■ Set task: Return, word for word, only the lines from the one containing "Give the outline of every instance of the sky." through the last line of the entries.

■ Records shown:

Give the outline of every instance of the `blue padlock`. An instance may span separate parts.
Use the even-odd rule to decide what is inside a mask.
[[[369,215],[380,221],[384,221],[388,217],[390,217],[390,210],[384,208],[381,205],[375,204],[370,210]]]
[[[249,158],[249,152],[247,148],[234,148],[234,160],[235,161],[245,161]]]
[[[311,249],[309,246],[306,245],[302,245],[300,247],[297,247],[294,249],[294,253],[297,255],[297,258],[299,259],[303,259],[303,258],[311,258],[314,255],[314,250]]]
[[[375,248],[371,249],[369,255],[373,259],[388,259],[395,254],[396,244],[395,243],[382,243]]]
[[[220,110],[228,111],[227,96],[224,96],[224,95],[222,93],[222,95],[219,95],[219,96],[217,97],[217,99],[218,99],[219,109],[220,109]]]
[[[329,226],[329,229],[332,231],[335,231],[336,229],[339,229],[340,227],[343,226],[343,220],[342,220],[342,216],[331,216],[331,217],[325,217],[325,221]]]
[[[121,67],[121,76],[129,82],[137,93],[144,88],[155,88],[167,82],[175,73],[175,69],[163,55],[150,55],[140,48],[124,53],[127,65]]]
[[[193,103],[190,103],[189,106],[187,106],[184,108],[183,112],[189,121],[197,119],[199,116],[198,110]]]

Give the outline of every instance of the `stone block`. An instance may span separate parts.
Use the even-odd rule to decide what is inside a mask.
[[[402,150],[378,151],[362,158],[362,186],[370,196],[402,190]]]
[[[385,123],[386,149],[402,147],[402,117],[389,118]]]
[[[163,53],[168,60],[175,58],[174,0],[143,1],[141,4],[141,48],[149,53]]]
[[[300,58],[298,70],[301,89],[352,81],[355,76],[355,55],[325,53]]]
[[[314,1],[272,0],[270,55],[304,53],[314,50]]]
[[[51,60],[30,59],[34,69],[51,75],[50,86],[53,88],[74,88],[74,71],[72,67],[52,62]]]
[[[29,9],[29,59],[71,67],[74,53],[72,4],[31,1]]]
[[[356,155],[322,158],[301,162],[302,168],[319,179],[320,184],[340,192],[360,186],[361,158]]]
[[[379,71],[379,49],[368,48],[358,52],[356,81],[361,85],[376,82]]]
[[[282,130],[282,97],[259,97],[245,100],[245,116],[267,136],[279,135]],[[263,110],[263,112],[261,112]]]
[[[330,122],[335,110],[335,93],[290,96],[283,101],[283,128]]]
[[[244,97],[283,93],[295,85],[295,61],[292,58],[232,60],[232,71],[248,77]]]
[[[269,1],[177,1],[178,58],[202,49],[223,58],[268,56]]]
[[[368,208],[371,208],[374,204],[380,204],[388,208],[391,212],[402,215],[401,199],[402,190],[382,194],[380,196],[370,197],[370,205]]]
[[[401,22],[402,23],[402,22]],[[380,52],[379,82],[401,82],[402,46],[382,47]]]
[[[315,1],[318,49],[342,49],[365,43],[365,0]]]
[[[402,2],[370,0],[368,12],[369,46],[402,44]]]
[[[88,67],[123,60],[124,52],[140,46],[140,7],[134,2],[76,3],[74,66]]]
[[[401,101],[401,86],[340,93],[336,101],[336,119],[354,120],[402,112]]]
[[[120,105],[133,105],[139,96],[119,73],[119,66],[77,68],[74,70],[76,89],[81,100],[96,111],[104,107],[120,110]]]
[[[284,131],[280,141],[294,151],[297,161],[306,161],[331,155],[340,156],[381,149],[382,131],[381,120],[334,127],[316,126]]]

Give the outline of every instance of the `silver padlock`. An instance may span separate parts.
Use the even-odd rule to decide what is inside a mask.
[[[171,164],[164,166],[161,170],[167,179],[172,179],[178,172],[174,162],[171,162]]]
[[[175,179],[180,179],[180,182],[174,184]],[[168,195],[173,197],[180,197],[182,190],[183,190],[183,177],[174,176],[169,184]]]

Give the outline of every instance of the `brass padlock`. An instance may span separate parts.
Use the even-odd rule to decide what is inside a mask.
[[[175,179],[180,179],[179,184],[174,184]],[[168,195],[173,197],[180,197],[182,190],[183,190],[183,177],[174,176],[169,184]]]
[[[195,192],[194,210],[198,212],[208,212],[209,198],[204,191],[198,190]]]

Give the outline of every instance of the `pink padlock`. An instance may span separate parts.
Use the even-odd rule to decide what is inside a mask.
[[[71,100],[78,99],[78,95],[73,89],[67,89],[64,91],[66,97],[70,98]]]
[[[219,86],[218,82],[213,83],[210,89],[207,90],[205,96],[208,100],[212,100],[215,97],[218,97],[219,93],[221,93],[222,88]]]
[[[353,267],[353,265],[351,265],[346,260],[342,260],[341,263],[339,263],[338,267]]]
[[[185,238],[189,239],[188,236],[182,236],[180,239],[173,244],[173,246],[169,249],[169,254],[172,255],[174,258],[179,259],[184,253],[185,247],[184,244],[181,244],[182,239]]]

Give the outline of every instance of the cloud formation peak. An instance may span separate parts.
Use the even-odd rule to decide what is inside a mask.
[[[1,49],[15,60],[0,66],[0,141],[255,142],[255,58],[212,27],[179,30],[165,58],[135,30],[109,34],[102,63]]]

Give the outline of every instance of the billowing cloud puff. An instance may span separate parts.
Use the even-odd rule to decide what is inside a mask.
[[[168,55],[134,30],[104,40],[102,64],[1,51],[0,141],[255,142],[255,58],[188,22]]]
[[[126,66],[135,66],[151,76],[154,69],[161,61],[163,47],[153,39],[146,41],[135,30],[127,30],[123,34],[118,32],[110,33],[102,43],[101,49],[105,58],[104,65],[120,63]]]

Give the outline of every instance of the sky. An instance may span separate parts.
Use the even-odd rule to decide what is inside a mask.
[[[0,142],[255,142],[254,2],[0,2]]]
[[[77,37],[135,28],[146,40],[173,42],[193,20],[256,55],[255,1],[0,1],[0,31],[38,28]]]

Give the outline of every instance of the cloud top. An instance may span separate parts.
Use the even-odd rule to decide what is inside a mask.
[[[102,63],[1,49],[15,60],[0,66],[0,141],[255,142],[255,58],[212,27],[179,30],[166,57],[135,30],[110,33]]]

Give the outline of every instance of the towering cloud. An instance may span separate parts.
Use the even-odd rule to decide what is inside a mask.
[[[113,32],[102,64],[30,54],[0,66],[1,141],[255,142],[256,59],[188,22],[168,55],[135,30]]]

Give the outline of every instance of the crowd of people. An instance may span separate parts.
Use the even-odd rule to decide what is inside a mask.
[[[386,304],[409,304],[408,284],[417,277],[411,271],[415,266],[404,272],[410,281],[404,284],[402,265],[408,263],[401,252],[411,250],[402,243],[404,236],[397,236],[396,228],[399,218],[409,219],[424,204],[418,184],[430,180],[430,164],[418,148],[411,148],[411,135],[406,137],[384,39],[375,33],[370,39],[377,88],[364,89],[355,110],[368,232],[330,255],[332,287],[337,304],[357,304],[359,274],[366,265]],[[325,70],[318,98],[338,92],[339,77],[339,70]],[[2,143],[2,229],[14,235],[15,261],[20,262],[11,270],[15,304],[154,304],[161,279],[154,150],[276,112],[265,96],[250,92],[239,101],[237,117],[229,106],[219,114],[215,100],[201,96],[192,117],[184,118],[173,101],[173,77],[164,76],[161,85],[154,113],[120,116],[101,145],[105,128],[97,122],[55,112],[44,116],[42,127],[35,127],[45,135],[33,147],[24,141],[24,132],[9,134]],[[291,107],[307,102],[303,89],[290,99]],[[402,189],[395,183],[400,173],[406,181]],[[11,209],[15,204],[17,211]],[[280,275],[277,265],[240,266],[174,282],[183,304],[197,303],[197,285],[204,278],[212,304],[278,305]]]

■ Reply:
Give the outline of every instance of the sky. An instance may span separate parts.
Use the even-odd rule to decide what is inside a mask.
[[[0,142],[255,142],[254,2],[0,2]]]
[[[77,37],[135,28],[146,40],[173,42],[193,20],[256,55],[255,1],[0,1],[0,31],[38,28]]]

Give the outline of every instance of the cloud top. An instance may span separate parts.
Use the even-odd rule to decide what is inside a mask.
[[[102,63],[1,49],[15,60],[0,66],[0,141],[255,142],[255,58],[212,27],[179,30],[166,57],[135,30],[110,33]]]

Give the outline of every instance of the towering cloud. An instance may span separate parts.
Use the even-odd rule to decide what is inside a mask.
[[[113,32],[102,64],[30,54],[0,66],[1,141],[255,142],[256,59],[188,22],[168,55],[135,30]]]

Give the outline of every instance of the crowd of people. An instance may span separate parts.
Use the even-odd rule to decide what is inside a mask.
[[[386,304],[409,304],[408,284],[417,277],[411,271],[415,266],[404,272],[410,281],[404,284],[402,265],[408,263],[401,252],[411,250],[402,243],[404,236],[397,236],[396,228],[399,218],[409,219],[424,204],[418,184],[430,180],[430,164],[418,148],[411,148],[411,135],[406,137],[384,39],[375,33],[370,39],[377,88],[364,89],[355,110],[368,232],[330,255],[332,287],[337,304],[357,304],[359,274],[366,265]],[[325,70],[318,98],[338,92],[339,77],[339,70]],[[2,143],[2,229],[14,235],[15,261],[20,262],[11,270],[15,304],[154,304],[161,279],[154,150],[276,112],[265,96],[250,92],[239,101],[237,117],[229,106],[219,114],[215,100],[201,96],[192,117],[184,118],[173,101],[173,77],[164,76],[161,85],[154,113],[120,116],[101,145],[105,128],[97,122],[55,112],[44,116],[42,127],[35,127],[45,135],[33,147],[24,141],[24,132],[9,134]],[[291,107],[307,102],[303,89],[290,99]],[[402,189],[395,183],[400,173],[406,181]],[[11,209],[15,204],[17,211]],[[280,275],[277,265],[240,266],[174,282],[183,304],[197,303],[197,285],[204,278],[212,304],[278,305]]]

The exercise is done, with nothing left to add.